Consigne:
Pouvez-vous réécrire sous forme de liste le paragraphe de la critique de Drunk qui commence par « Depuis plus de vingt ans », en conservant ses faits principaux ?

Réalisateur : Thomas Vinterberg
Scénario : Thomas Vinterberg, Tobias Lindholm
Sortie : 2020
Acteurs : Mads Mikkelsen, Thomas Bo Larsen, Lars Ranthe, Magnus Millang, Maria Bonnevie
Note du film : 9/10

Dans la section « Les paradis artificiels » de son recueil Petits poèmes en prose, Baudelaire dit : « Il faut être toujours ivre. Pour ne pas sentir l’horrible fardeau du temps qui brise vos épaules, il faut s’enivrer sans trêve. De vin, de poésie ou de vertu, à votre guise. Mais enivrez-vous ! ». Drunk, le nouveau long-métrage de Vinterberg, est une liqueur cinématographique qui nous enivre dans une dangereuse allégresse.

 

Depuis plus de vingt ans, le réalisateur danois Thomas Vinterberg s’est imposé sur la scène du cinéma scandinave, et bien plus largement du cinéma européen. En inscrivant ses lettres de noblesse à deux reprises au festival de Cannes – d’abord avec Festen (1998) puis pour La chasse (2013) – il a su conquérir autant la critique que le public. Ces succès lui ont permis d’élaborer une filmographie riche, couronnée d’une véritable reconnaissance auprès des cinéphiles. Il devait présenter son nouveau long-métrage au Festival de Cannes 2020 – mais les restrictions sanitaires ont repoussé la sortie. Cette année, il étoffe son travail cinématographique d’un nouveau drame : Drunk. Sa venue en France pour le festival Lumière à Lyon – entre le 10 et le 18 octobre 2020 – en tant qu’invité d’honneur est d’ailleurs synchronisée avec la sortie nationale de son dernier film.

Entrées:
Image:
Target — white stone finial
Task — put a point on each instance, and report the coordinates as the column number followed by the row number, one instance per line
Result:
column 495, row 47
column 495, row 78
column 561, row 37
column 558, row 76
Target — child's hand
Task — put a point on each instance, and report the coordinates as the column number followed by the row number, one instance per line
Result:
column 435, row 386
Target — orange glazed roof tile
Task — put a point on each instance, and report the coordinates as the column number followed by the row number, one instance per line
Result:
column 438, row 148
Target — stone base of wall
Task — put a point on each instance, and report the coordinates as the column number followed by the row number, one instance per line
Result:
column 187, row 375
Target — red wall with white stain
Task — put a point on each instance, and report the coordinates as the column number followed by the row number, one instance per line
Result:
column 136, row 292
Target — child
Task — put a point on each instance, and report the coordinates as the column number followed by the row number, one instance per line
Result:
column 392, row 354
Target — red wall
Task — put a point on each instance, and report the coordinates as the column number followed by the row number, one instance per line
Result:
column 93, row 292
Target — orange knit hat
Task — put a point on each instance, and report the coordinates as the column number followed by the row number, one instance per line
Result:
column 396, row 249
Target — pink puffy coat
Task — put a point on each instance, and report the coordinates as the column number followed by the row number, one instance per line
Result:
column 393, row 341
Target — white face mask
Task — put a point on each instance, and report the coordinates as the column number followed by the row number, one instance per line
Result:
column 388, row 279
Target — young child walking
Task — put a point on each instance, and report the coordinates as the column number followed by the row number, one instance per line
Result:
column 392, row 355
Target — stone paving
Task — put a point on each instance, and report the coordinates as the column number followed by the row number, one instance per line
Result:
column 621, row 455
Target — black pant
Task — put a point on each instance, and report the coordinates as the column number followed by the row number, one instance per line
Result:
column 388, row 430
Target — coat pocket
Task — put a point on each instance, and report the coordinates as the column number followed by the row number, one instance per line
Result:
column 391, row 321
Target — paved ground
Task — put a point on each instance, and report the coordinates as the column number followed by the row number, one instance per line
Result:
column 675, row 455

Réponse:
- Depuis plus de vingt ans, le réalisateur danois Thomas Vinterberg s'est imposé dans le cinéma scandinave et, plus largement, européen.
- Il s'est illustré deux fois au festival de Cannes, avec Festen (1998) puis La chasse (2013), et a conquis la critique comme le public.
- Ces succès lui ont permis de bâtir une filmographie riche, reconnue par les cinéphiles.
- Il devait présenter son nouveau long-métrage au Festival de Cannes 2020, mais les restrictions sanitaires en ont repoussé la sortie.
- Cette année, il ajoute à son œuvre un nouveau drame : Drunk.
- Sa venue en tant qu'invité d'honneur au festival Lumière à Lyon, du 10 au 18 octobre 2020, coïncide avec la sortie nationale du film.